▶ **STATED GOAL**
Transcribe the lines of the records starting with the one that has "the chili burger" in it and ending with the last, and transcribe nothing else.

▶ **SOURCE RECORDS**
§ §

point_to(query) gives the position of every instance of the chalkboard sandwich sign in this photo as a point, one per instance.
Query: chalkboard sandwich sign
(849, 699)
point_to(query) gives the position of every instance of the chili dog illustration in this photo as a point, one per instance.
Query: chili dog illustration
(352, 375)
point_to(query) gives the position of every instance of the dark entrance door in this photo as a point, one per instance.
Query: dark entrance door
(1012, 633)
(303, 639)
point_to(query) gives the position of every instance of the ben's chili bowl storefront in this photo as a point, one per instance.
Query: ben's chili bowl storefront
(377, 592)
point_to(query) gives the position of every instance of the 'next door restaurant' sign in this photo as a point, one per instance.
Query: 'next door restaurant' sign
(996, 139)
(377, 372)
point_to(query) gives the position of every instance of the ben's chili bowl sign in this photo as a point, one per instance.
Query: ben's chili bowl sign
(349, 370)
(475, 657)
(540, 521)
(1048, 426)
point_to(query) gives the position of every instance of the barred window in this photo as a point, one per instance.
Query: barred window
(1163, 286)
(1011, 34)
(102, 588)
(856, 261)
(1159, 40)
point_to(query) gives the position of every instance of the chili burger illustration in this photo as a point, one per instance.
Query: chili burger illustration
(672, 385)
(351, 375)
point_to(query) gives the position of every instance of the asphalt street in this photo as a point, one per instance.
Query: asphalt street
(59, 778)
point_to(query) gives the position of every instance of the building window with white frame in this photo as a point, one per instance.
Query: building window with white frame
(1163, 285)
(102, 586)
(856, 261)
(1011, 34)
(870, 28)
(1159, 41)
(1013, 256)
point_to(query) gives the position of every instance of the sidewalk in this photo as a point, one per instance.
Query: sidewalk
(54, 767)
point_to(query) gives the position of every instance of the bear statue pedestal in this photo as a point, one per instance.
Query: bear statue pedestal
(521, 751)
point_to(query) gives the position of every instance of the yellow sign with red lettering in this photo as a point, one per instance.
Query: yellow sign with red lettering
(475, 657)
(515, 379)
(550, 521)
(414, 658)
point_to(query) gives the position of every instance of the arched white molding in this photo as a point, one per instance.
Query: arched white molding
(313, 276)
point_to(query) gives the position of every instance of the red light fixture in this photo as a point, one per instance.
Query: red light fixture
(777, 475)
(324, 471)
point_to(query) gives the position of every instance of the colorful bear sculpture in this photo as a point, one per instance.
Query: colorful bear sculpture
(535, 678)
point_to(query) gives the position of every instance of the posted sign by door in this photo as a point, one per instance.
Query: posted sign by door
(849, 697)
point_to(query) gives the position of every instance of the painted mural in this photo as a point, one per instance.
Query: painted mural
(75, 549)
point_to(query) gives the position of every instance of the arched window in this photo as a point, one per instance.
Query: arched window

§ §

▶ **COMPLETE RESPONSE**
point_to(query) gives the position of every instance of the chili burger illustration in this photo as a point, one per instance.
Query: chili burger illustration
(672, 385)
(351, 375)
point_to(query) gives the position of every instance of the asphalt street in this photo as a point, one per instance.
Query: asphalt street
(59, 778)
point_to(query) gives the position of every instance of the building window with white frame in this photo as a point, one per instance.
Query: building window with white frame
(1163, 285)
(102, 586)
(856, 261)
(1011, 34)
(870, 28)
(1159, 41)
(1013, 256)
point_to(query) gives the position of every instance of the sidewalk in this photo as a point, one per instance.
Query: sidewalk
(54, 767)
point_to(query) gives the position of every instance of the bear statue pedestal in this photo as a point, one per instance.
Query: bear statue pedestal
(521, 751)
point_to(query) gives the position of every instance of the yellow sign with red lettering in this photo as a point, one per instance.
Query: yellow sign with red lettering
(475, 657)
(515, 379)
(550, 521)
(414, 658)
point_to(query) gives the position of every instance of the arched white molding in this photo as a point, one per instance.
Query: arched white molding
(313, 276)
point_to(query) gives the position of every instance of the red light fixture in this photo as a point, one per instance.
Query: red light fixture
(777, 475)
(324, 471)
point_to(query) gives the position of every instance of the colorful bear sculpture in this photo as a point, one per instance.
Query: colorful bear sculpture
(535, 678)
point_to(query) gives the position of every instance of the posted sign by door in this photo as a point, one per instance.
Query: posted sign by door
(849, 697)
point_to(query) gives the position of every instance of the painted mural in this photo as a point, one per instance.
Query: painted mural
(75, 549)
point_to(query) gives the position of every instance of the arched window in this photo as a point, one per instance.
Query: arched window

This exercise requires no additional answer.